▶ [Problem statement]:
Only lines holding the word "each" are wanted from the records; copy all of them.

*** Opening Material supplied ***

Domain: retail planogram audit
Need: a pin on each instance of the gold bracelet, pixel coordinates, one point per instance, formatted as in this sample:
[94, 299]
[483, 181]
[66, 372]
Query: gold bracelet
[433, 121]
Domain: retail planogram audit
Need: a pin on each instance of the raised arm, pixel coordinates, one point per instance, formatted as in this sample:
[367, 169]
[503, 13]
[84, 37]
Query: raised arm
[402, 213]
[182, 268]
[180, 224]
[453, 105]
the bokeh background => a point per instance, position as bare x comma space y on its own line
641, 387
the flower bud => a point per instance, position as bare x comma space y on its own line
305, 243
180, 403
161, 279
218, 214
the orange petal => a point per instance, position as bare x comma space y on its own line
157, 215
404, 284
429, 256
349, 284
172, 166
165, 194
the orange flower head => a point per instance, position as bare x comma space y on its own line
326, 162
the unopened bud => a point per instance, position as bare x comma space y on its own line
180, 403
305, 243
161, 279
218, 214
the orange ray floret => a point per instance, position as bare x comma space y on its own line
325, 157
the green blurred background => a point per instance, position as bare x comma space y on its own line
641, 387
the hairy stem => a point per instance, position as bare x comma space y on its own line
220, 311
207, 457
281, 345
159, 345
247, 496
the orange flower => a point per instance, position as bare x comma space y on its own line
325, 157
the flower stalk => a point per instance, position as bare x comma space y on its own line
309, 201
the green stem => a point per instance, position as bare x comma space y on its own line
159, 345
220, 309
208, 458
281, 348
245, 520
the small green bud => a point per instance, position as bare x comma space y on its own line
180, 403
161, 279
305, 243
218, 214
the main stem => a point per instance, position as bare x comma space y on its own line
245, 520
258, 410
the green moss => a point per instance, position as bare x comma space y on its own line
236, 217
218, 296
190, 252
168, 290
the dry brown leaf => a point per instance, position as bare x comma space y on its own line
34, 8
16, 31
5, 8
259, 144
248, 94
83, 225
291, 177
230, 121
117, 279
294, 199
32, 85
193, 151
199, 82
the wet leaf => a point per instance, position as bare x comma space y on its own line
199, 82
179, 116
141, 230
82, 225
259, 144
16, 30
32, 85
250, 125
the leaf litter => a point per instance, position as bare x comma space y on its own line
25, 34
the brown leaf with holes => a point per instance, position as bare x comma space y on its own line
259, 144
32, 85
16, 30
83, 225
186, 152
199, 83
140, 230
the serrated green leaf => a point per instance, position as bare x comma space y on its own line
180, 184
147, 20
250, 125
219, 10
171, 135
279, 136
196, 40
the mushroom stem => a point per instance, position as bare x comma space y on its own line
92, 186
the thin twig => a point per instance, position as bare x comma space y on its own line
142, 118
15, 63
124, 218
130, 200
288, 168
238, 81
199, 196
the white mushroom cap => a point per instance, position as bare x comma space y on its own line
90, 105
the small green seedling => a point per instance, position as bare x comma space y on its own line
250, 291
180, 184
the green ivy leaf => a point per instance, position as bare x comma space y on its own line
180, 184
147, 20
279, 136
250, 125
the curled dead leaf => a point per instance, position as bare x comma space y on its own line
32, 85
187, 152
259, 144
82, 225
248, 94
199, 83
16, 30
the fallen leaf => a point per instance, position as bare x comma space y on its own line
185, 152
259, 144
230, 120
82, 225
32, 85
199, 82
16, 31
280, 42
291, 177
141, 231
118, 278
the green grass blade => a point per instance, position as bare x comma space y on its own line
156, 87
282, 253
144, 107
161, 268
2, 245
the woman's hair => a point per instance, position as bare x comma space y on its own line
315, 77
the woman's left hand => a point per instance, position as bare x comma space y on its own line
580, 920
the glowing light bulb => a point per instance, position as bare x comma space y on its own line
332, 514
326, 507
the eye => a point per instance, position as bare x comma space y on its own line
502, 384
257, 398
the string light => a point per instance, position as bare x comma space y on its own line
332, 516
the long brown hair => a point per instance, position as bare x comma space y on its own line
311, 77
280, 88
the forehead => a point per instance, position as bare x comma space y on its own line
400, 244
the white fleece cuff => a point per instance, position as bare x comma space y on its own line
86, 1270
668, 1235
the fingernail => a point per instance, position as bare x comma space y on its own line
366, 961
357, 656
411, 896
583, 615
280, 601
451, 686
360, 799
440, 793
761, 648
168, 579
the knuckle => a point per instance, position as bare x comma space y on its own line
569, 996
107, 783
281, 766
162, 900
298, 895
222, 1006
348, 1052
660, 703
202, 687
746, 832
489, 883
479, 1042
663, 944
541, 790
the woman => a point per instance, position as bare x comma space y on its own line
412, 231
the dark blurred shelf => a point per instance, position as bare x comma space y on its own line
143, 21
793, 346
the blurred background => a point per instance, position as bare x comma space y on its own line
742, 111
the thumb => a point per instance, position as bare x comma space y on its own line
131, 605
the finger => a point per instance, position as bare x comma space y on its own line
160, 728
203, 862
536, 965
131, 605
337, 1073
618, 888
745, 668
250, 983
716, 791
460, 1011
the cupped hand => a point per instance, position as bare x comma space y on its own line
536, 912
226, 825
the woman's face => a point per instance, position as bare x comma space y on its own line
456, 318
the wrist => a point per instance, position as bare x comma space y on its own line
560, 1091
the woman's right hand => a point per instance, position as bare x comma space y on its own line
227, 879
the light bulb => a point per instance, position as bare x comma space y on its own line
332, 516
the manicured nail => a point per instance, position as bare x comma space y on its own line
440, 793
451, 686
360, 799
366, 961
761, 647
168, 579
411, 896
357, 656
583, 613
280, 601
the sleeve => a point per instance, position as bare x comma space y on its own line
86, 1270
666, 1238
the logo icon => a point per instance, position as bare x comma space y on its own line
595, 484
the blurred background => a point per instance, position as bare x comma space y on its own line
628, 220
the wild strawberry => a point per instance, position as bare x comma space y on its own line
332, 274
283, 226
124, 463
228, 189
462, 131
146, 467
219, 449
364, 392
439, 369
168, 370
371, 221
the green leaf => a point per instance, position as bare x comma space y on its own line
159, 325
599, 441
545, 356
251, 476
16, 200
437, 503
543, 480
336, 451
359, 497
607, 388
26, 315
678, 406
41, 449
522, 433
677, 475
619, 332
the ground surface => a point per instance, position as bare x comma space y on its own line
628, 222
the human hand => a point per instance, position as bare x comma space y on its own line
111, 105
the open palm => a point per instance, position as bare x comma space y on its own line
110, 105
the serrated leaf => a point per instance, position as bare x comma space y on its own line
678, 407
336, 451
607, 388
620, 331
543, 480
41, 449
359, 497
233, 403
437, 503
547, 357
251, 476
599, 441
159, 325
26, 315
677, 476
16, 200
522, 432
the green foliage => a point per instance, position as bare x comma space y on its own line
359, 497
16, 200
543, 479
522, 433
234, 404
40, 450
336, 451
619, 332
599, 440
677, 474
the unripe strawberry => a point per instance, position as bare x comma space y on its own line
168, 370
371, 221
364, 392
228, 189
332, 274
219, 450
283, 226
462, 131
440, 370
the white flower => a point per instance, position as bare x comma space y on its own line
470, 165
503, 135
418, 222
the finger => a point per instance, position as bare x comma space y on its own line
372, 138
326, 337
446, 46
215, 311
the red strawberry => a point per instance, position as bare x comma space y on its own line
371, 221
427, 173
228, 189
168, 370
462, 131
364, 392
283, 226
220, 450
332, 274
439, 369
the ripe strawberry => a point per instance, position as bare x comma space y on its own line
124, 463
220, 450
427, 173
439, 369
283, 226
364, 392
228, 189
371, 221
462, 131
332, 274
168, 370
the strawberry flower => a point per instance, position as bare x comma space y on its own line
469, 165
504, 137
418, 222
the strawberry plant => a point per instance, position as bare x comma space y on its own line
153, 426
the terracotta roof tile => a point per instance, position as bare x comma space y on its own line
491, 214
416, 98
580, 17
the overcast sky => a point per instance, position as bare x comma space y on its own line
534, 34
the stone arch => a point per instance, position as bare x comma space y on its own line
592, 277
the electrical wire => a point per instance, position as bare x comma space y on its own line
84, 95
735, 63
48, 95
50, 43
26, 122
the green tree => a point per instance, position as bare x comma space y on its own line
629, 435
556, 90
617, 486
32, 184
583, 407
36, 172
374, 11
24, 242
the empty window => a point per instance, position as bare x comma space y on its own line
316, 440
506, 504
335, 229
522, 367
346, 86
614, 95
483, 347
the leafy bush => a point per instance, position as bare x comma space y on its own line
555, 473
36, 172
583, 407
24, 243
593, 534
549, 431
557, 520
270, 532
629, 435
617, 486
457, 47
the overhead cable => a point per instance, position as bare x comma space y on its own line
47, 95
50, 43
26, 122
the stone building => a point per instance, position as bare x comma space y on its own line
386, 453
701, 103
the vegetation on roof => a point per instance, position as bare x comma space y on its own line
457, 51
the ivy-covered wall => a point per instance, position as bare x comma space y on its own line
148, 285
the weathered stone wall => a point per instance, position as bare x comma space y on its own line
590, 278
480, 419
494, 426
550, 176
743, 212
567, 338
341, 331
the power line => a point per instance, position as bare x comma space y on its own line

*** Closing Material supplied ***

▶ [Result for this exercise]:
Need: a pin on each instance of the gold bracelet, pixel coordinates, one point per instance, formatted as in this sample:
Need: a pin on each instance of the raised arm, pixel coordinates, one point per instance, formatted as in this sample:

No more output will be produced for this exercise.